Copy out each of the entries below word for word, with nothing changed.

--- Data for this exercise ---

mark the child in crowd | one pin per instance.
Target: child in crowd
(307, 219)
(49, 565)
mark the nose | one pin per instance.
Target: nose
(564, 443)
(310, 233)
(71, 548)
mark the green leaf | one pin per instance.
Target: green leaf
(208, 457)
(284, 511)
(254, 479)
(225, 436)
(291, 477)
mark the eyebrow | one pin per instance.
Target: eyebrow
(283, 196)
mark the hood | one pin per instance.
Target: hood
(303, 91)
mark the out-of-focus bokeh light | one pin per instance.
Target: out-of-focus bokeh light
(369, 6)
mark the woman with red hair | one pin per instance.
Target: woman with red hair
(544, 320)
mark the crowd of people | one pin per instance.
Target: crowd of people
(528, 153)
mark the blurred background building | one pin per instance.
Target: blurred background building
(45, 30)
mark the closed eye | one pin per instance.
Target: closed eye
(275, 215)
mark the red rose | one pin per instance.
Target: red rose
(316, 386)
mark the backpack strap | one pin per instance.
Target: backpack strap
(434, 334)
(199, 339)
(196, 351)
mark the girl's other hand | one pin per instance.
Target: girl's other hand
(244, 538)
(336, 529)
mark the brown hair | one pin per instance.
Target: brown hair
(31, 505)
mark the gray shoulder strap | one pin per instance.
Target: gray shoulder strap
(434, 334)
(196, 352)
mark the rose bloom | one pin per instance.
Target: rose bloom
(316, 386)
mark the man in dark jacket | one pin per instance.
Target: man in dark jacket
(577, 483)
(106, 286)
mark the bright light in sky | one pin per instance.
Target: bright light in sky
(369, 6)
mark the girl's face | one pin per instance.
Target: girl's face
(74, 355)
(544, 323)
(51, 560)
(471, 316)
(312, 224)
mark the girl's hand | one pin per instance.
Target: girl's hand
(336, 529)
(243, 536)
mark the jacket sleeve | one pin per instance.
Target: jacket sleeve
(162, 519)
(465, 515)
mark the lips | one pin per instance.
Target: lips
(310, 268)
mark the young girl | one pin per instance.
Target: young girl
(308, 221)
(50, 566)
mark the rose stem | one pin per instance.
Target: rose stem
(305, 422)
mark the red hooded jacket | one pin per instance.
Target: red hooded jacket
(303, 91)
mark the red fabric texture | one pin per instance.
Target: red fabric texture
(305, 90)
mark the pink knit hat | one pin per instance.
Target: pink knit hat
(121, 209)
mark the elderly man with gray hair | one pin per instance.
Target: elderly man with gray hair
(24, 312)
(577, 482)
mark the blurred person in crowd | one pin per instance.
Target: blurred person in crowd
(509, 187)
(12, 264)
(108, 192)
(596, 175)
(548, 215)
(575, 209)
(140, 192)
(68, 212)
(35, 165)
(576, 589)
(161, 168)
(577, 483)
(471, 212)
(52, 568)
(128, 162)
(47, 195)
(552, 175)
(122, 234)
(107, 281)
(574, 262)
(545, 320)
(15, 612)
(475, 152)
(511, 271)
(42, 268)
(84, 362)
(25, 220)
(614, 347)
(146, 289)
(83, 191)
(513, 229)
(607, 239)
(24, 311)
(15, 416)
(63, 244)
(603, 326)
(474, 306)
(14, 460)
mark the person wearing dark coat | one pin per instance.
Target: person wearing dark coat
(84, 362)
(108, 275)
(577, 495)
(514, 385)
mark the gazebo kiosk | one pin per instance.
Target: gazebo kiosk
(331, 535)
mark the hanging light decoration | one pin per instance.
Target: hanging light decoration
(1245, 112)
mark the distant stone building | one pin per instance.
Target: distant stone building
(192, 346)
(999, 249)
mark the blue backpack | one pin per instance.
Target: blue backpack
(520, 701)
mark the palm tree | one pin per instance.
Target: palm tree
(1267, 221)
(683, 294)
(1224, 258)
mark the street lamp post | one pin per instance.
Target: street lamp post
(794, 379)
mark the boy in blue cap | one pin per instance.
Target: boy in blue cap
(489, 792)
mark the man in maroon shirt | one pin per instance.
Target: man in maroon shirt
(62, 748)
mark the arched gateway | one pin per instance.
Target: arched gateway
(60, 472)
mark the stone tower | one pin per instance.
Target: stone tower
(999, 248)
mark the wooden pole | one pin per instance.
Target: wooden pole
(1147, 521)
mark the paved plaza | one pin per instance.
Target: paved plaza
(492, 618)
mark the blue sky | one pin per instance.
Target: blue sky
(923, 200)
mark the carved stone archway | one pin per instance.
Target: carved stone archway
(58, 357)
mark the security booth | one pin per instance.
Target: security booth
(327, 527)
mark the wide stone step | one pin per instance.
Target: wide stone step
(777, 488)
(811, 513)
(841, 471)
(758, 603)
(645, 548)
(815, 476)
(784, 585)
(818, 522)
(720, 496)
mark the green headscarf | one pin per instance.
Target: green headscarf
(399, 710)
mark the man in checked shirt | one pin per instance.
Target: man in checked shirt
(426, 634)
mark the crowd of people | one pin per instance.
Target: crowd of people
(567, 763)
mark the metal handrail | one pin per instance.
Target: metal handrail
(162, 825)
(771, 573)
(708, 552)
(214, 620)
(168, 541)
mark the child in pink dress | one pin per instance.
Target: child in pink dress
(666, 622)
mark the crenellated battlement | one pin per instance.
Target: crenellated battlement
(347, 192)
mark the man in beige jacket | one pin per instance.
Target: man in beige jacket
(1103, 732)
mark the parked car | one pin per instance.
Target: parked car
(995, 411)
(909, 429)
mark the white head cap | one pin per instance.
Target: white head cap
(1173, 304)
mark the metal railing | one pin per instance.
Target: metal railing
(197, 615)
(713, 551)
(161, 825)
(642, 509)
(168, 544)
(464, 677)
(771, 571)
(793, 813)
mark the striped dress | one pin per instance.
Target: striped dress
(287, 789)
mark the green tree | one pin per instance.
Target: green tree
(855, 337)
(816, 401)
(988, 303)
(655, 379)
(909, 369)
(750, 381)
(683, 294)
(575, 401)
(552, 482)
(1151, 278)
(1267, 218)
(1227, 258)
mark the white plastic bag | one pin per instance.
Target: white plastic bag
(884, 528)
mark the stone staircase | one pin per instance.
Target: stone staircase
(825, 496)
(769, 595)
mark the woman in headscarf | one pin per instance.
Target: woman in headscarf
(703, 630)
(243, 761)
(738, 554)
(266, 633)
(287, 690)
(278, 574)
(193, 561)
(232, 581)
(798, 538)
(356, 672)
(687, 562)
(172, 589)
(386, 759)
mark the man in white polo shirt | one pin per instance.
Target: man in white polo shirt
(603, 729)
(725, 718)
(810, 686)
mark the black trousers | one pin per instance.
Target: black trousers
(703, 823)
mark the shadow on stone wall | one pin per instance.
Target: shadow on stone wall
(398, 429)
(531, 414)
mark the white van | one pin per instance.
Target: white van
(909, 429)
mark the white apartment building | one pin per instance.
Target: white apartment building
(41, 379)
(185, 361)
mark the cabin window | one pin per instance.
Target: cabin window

---

Result of the task |
mark the child in crowd | one pin per instance.
Target: child in crowd
(307, 219)
(49, 565)
mark the nose | one pin per instance.
Target: nose
(564, 443)
(310, 233)
(71, 548)
mark the green leaf | one pin per instance.
Target: green leaf
(208, 457)
(284, 511)
(254, 479)
(225, 436)
(291, 477)
mark the eyebrow | one pin per instance.
Target: eyebrow
(283, 196)
mark the hood | one pin per instance.
Target: hood
(303, 91)
mark the out-of-focus bokeh light | one pin per instance.
Target: out-of-focus bokeh light
(369, 6)
mark the woman with red hair | one pin per instance.
Target: woman with red hair
(544, 320)
mark the crowd of people | one pin per instance.
Target: crowd of people
(528, 153)
mark the blurred background building | one pin per instance.
Target: blurred background building
(45, 30)
mark the closed eye | one pin per instance.
Target: closed eye
(275, 215)
mark the red rose | one pin per instance.
Target: red rose
(316, 386)
mark the backpack strap | one pin per instance.
Target: backpack strap
(434, 334)
(199, 339)
(196, 351)
mark the girl's other hand | one pin per instance.
Target: girl's other hand
(244, 538)
(336, 529)
mark the brown hair | one pin per instance.
Target: brown hair
(31, 505)
mark the gray shoulder strap | one pin per instance.
Target: gray shoulder strap
(434, 334)
(196, 352)
mark the rose bloom | one pin per instance.
Target: rose bloom
(316, 386)
mark the man in dark jacket | one pin per instance.
Target: man in dark jacket
(577, 483)
(106, 286)
mark the bright light in sky | one pin per instance.
Target: bright light in sky
(369, 6)
mark the girl's face | one pin per instance.
Target: girl's face
(74, 355)
(544, 323)
(51, 560)
(471, 316)
(312, 224)
mark the girl's hand | one pin per instance.
Target: girl's hand
(336, 529)
(243, 536)
mark the jacket sleeve | one pin per instance.
Target: jacket sleeve
(162, 519)
(465, 515)
mark the lips | one pin per instance.
Target: lips
(310, 268)
mark the young girl | one pin per instance.
Target: young girl
(308, 221)
(50, 566)
mark the rose stem | one pin per instance.
Target: rose stem
(305, 422)
mark the red hooded jacket | one pin per instance.
Target: red hooded jacket
(303, 91)
mark the red fabric texture | one pin per instance.
Target: red fabric texture
(305, 90)
mark the pink knit hat | one pin per instance.
Target: pink knit hat
(121, 209)
mark the elderly man with gray hair | one pin per instance.
Target: elderly man with gray hair
(24, 312)
(577, 482)
mark the blurred person in crowd | one pin per instance.
Target: blurred person in crowd
(509, 187)
(12, 264)
(108, 192)
(596, 175)
(548, 215)
(575, 209)
(140, 192)
(68, 212)
(35, 165)
(576, 589)
(161, 168)
(577, 483)
(471, 212)
(52, 568)
(128, 162)
(47, 195)
(552, 175)
(122, 234)
(107, 281)
(574, 262)
(545, 320)
(15, 612)
(475, 152)
(511, 271)
(42, 268)
(84, 362)
(25, 220)
(614, 347)
(146, 289)
(83, 191)
(513, 229)
(607, 239)
(24, 311)
(15, 416)
(63, 244)
(603, 326)
(474, 306)
(14, 460)
mark the person wearing dark coat | one pin per instance.
Target: person wearing dark coat
(84, 362)
(108, 275)
(577, 495)
(514, 385)
mark the gazebo kiosk | one pin per instance.
Target: gazebo kiosk
(331, 535)
mark the hanging light decoration | one pin per instance.
Target: hanging light decoration
(1245, 112)
mark the distant stone building | one pin per instance.
Target: distant stone building
(192, 346)
(999, 249)
mark the blue backpack | one pin per instance.
Target: blue backpack
(520, 701)
mark the palm tree | one pin per instance.
Target: palm tree
(1267, 221)
(683, 294)
(1224, 258)
mark the street lamp post | one pin per instance.
Target: street lamp post
(794, 379)
mark the boy in blue cap | one pin per instance.
Target: boy in blue cap
(489, 792)
mark the man in maroon shirt | one pin per instance.
Target: man in maroon shirt
(62, 748)
mark the arched gateway | one pin per instance.
Target: arched gateway
(60, 472)
mark the stone tower | one pin per instance.
Target: stone tower
(999, 248)
mark the wooden pole | one pin per instance.
Target: wooden pole
(1147, 521)
mark the paved plaza | one pin per instance.
Target: paved plaza
(492, 618)
mark the blue sky | one pin per instance.
Target: blue sky
(923, 200)
mark the carved stone archway | one pin per instance.
Target: carved stone archway
(58, 357)
mark the security booth | one pin per instance.
Target: security booth
(327, 527)
mark the wide stone step | one pin per instance.
Target: wide stone step
(777, 488)
(811, 513)
(841, 471)
(758, 603)
(645, 548)
(815, 476)
(784, 585)
(818, 522)
(720, 496)
mark the green headscarf | one pin per instance.
Target: green headscarf
(399, 710)
mark the man in checked shirt | one pin per instance.
Target: man in checked shirt
(426, 634)
mark the crowd of people | one pin per instance.
Target: crowd of people
(567, 763)
mark the metal handrail | one pin per instance.
Target: metal handrail
(162, 825)
(771, 573)
(708, 552)
(214, 620)
(168, 541)
mark the child in pink dress | one pin per instance.
Target: child in pink dress
(666, 622)
mark the crenellated battlement | one pin per instance.
Target: crenellated battlement
(347, 192)
mark the man in beige jacket | one pin per instance.
Target: man in beige jacket
(1103, 732)
mark the parked car | one pin per instance.
Target: parked car
(995, 411)
(909, 429)
mark the white head cap | one pin per instance.
Target: white head cap
(1173, 304)
mark the metal railing | one pin per instance.
Target: metal railing
(197, 615)
(713, 551)
(161, 825)
(642, 509)
(168, 544)
(464, 677)
(771, 571)
(793, 813)
mark the striped dress | one pin per instance.
Target: striped dress
(287, 789)
mark the green tree | one pin per instance.
Target: green tree
(855, 337)
(816, 401)
(988, 303)
(655, 379)
(909, 369)
(750, 381)
(683, 294)
(575, 401)
(552, 482)
(1151, 278)
(1267, 218)
(1227, 258)
mark the white plastic bag | one pin per instance.
Target: white plastic bag
(884, 528)
mark the stone staircase | one pin per instance.
Target: stone staircase
(825, 496)
(769, 595)
mark the woman in headscarf | one pin per instance.
Target: woman in headscarf
(703, 630)
(243, 761)
(738, 554)
(266, 633)
(287, 690)
(278, 574)
(193, 561)
(232, 581)
(798, 538)
(356, 672)
(687, 562)
(172, 589)
(386, 759)
mark the man in white polo shirt | one pin per instance.
Target: man in white polo shirt
(603, 729)
(725, 718)
(810, 686)
mark the black trousers | one pin per instance.
Target: black trousers
(703, 823)
mark the shadow on stone wall | one pin per instance.
Target: shadow on stone wall
(398, 429)
(531, 414)
mark the white van | one pin per instance.
Target: white van
(909, 429)
mark the white apartment building | one pin per instance.
Target: white apartment building
(41, 379)
(185, 361)
mark the cabin window | one pin per instance.
Target: cabin window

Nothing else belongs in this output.